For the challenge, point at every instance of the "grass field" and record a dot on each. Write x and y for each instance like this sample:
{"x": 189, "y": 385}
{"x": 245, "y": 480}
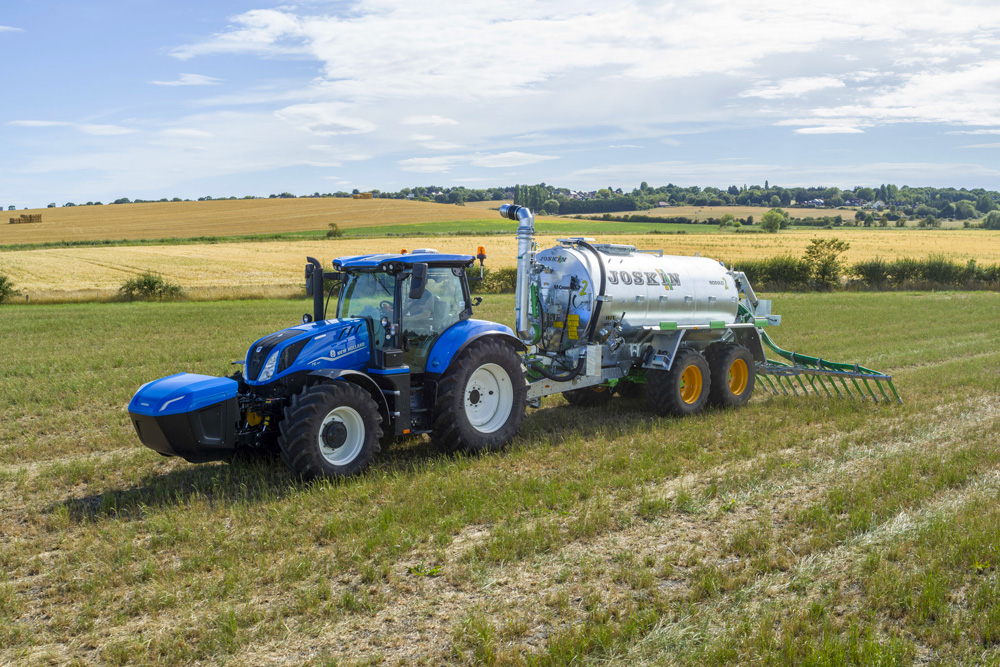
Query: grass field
{"x": 794, "y": 531}
{"x": 275, "y": 267}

● What you have to do:
Return every line of the listing above word for word, leaving out the picture.

● Answer to this task:
For the challenge, point at every instance of the "grass field" and record a dot on each. Write x and y for each instance like this sample:
{"x": 189, "y": 385}
{"x": 245, "y": 480}
Query: grass field
{"x": 794, "y": 531}
{"x": 275, "y": 267}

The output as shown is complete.